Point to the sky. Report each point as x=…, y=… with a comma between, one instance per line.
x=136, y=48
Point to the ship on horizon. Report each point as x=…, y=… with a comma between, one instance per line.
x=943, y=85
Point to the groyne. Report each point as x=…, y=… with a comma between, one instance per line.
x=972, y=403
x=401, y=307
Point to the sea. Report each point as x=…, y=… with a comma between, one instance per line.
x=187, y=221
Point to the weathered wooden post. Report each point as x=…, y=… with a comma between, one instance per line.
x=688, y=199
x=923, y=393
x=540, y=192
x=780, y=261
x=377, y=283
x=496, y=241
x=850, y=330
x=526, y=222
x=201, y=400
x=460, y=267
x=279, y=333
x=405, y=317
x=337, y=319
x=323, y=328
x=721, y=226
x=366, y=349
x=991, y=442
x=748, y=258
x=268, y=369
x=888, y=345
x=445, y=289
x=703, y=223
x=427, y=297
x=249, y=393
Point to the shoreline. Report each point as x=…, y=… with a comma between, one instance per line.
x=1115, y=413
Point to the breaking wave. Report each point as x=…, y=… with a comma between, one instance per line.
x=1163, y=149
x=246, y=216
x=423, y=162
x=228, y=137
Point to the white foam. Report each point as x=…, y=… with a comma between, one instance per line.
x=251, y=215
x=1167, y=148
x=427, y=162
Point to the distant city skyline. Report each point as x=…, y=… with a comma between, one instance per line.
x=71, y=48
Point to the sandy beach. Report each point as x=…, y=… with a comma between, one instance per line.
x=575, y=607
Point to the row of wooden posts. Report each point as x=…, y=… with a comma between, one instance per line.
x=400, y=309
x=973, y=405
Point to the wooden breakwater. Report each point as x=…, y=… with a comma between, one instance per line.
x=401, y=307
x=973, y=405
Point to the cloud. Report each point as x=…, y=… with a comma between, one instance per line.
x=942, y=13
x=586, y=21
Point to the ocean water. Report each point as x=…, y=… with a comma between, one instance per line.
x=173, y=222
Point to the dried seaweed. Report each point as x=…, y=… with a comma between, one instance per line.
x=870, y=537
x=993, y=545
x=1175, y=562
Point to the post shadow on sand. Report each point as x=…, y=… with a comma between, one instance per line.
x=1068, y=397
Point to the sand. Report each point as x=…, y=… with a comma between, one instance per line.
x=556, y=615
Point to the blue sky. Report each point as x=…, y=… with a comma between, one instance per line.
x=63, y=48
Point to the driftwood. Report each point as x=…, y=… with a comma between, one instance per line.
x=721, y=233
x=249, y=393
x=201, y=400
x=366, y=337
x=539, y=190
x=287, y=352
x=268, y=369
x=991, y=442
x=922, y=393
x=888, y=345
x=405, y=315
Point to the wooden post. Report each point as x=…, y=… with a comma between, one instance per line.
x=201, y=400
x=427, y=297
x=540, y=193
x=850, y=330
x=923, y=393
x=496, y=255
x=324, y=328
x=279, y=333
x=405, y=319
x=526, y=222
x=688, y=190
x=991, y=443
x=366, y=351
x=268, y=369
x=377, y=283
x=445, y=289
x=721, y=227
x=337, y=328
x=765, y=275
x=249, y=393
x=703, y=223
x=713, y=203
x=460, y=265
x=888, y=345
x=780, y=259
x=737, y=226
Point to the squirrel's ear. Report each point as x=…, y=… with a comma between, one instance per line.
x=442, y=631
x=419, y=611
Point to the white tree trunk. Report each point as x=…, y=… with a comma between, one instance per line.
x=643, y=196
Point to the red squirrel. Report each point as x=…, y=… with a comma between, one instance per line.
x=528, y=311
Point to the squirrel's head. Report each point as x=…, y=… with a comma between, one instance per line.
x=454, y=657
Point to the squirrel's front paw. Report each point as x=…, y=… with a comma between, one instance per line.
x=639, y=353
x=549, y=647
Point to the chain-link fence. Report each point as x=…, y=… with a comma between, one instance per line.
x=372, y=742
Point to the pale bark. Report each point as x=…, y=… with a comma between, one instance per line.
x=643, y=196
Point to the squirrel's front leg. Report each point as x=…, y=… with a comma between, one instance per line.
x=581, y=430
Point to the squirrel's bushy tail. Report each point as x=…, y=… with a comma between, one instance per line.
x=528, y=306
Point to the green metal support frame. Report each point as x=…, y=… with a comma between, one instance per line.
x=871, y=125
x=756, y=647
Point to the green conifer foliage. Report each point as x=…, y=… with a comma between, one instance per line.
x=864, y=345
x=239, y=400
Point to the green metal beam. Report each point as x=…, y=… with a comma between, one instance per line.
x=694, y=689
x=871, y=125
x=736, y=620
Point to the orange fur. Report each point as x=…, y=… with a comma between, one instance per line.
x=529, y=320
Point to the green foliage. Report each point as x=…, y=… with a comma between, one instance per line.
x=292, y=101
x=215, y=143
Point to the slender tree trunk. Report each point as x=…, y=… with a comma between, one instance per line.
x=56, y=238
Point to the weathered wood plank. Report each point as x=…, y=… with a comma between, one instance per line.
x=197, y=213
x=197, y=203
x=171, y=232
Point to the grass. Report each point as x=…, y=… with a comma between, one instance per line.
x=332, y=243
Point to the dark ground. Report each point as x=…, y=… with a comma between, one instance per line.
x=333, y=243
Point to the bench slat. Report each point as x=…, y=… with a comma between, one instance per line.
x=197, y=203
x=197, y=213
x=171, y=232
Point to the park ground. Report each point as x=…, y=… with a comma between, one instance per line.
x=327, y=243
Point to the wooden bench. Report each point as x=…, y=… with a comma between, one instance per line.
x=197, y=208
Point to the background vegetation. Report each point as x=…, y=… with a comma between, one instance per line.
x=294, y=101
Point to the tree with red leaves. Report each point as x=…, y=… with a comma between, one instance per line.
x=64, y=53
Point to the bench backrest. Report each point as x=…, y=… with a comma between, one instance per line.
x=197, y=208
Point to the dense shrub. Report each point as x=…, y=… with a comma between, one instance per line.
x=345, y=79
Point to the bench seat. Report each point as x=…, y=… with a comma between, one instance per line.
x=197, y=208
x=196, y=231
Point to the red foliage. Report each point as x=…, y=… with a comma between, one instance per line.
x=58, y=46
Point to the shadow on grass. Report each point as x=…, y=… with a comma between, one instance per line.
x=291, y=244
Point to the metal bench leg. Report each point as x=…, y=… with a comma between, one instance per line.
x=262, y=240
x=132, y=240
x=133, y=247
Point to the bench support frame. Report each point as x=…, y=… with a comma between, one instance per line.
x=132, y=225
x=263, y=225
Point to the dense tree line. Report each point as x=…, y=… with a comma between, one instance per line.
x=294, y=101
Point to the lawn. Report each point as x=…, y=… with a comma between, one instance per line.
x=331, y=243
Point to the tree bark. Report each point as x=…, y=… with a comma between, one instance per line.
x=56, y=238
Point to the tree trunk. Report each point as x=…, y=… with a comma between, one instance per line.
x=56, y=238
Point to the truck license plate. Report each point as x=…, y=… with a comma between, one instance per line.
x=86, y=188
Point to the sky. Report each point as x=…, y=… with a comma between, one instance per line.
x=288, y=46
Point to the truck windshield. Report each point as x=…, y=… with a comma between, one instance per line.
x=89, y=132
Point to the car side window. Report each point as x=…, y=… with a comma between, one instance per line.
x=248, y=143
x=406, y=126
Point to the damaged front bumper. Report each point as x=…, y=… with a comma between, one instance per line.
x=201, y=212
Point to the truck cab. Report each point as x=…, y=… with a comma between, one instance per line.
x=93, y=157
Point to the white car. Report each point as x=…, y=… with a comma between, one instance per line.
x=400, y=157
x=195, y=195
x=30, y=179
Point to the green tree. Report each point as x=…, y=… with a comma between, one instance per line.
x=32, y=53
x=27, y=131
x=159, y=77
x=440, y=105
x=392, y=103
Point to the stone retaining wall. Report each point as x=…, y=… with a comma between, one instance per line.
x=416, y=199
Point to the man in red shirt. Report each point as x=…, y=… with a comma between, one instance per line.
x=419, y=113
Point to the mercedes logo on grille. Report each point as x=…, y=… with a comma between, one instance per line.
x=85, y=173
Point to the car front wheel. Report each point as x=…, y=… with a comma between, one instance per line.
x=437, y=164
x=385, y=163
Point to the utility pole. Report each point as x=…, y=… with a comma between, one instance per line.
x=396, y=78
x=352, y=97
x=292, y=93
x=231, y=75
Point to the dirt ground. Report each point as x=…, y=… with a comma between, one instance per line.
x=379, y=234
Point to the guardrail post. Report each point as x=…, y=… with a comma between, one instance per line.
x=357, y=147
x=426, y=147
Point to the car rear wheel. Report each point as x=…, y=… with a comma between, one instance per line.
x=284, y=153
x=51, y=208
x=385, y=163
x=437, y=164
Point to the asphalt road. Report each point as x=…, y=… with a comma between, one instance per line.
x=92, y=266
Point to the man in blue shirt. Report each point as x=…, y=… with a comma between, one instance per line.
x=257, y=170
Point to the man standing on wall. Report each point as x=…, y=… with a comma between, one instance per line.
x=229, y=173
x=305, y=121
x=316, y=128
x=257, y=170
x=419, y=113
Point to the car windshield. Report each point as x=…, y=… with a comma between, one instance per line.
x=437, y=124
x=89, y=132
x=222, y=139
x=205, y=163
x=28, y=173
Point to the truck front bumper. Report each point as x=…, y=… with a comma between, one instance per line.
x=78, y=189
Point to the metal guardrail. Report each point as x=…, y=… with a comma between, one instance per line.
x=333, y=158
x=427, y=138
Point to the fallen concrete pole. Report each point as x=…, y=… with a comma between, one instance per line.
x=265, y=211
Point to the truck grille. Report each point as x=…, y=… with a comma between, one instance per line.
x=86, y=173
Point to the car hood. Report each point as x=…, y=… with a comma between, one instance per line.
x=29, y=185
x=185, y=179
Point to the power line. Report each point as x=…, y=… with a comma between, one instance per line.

####################

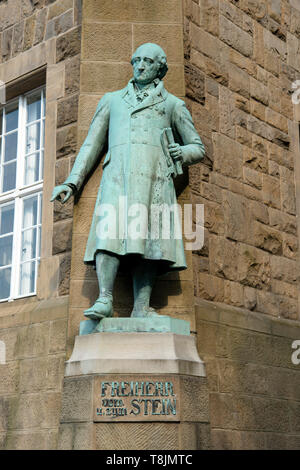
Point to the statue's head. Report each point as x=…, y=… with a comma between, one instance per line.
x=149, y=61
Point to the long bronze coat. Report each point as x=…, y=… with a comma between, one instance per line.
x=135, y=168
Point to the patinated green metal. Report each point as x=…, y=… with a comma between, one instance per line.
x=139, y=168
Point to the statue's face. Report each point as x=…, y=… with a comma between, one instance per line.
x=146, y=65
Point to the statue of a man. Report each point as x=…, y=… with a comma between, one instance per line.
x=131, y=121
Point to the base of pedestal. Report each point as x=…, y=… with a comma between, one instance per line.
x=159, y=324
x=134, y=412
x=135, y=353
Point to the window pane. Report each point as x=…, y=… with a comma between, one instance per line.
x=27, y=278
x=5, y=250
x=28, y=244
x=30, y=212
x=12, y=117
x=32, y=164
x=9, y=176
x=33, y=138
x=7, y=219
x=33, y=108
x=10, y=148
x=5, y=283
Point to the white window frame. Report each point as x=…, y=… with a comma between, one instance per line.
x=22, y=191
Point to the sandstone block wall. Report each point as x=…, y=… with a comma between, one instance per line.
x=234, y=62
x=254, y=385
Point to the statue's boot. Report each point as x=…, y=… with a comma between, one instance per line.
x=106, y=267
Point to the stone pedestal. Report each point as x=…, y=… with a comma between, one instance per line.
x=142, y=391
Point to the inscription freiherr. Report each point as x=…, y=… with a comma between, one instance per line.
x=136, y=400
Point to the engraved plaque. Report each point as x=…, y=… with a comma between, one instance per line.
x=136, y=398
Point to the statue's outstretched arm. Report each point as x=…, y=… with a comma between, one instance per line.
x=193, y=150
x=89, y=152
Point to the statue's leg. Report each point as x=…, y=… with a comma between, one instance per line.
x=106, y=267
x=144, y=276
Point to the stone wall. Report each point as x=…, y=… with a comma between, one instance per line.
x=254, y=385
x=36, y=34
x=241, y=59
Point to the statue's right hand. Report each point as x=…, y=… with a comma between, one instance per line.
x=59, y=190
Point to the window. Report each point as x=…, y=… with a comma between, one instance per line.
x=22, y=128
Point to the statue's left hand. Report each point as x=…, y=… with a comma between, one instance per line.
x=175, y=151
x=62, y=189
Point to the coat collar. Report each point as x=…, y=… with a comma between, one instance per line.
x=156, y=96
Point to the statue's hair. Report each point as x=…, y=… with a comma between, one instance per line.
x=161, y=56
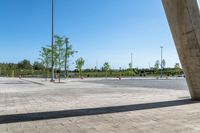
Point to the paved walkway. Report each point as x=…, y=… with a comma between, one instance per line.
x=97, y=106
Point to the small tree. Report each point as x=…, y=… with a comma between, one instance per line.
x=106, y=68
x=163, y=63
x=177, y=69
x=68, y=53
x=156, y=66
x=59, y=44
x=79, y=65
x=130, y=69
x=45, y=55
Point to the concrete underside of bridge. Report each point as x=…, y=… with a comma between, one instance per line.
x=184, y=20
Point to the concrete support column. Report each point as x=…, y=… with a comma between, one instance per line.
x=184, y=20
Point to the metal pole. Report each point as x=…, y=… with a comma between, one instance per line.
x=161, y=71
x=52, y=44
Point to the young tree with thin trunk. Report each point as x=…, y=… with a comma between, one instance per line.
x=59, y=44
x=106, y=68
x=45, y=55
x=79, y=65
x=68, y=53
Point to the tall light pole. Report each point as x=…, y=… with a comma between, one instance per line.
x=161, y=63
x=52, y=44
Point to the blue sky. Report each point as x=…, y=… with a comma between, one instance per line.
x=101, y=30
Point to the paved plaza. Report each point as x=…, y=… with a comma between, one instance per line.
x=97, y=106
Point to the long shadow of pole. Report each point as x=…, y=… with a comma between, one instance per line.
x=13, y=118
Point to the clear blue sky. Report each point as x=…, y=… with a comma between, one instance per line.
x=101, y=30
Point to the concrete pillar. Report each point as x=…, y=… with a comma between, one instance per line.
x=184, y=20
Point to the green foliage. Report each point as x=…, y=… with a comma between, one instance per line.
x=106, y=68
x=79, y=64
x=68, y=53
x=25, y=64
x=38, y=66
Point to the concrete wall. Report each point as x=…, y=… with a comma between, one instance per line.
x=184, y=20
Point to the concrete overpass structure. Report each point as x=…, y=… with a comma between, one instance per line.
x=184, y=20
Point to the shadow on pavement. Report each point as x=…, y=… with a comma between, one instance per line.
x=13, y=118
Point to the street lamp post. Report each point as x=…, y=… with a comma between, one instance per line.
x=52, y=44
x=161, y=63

####################

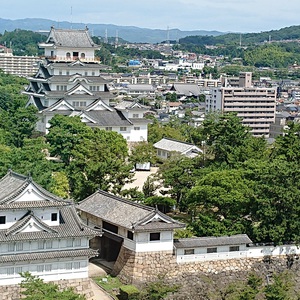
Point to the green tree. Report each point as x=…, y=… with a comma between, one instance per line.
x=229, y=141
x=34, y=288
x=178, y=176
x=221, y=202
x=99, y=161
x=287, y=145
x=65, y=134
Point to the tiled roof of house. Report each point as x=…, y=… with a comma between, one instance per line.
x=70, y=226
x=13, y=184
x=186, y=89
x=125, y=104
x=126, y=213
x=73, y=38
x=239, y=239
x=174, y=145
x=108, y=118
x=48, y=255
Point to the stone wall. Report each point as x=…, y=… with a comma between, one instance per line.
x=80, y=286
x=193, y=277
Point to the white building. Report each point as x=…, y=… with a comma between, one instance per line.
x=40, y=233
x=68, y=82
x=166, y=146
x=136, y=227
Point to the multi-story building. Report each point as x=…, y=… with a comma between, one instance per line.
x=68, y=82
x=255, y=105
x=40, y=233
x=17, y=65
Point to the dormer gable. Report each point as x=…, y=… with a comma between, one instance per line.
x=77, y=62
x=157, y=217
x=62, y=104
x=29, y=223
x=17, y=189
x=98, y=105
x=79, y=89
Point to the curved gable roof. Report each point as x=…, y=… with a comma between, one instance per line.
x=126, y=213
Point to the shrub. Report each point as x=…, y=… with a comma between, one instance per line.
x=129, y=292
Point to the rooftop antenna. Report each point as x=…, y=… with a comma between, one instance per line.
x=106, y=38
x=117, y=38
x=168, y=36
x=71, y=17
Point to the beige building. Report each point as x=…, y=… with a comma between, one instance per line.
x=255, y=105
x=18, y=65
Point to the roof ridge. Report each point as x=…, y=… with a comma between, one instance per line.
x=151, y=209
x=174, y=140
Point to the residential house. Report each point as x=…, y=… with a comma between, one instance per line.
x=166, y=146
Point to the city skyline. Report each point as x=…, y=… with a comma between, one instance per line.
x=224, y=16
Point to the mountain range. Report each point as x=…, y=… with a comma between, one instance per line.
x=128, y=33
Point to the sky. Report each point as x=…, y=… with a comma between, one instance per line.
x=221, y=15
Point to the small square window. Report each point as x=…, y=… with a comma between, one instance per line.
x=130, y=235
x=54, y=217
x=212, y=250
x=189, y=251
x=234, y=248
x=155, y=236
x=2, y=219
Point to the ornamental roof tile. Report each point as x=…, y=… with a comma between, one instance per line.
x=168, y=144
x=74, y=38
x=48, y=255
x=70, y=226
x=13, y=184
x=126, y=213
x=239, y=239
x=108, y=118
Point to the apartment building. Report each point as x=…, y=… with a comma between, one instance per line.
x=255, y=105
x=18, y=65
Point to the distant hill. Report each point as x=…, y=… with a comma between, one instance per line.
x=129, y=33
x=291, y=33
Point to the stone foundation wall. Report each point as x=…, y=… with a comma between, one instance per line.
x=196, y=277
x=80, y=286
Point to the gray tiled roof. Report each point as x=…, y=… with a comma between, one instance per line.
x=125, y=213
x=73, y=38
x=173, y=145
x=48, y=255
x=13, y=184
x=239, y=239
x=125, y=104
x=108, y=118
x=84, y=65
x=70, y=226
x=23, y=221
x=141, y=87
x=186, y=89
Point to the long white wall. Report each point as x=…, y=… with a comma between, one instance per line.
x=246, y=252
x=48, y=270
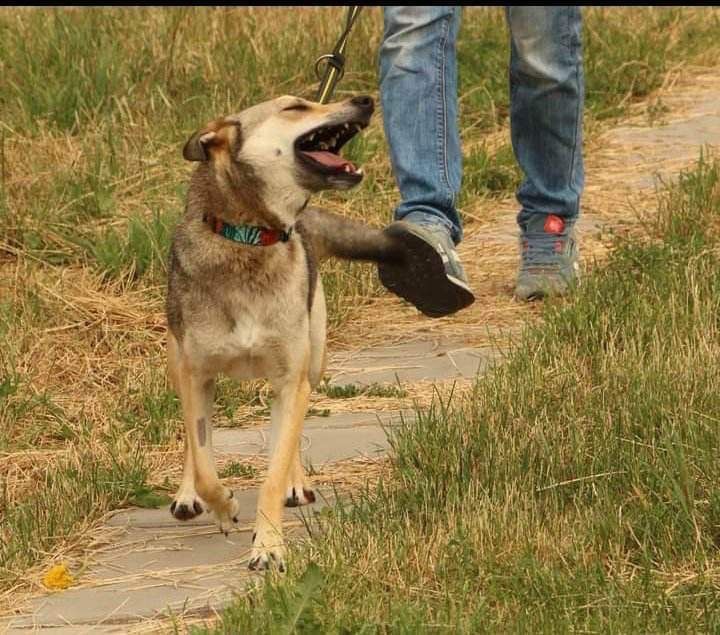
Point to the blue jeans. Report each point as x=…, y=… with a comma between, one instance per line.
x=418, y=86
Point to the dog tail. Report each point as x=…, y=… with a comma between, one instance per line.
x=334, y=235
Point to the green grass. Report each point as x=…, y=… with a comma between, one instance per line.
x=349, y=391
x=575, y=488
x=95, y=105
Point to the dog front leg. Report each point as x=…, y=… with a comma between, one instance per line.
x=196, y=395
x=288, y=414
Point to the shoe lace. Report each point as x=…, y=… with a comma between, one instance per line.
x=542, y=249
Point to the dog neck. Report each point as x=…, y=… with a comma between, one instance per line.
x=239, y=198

####################

SET EXERCISE - Locate every line in the rows above that contains the word "bumper", and copy each of those lines in full.

SOLUTION -
Point to the damaged front bumper. Report each point as x=…, y=… with a comma between, one instance per line.
Point to the truck front bumper. Report each point as x=…, y=… with a comma between, one instance per line.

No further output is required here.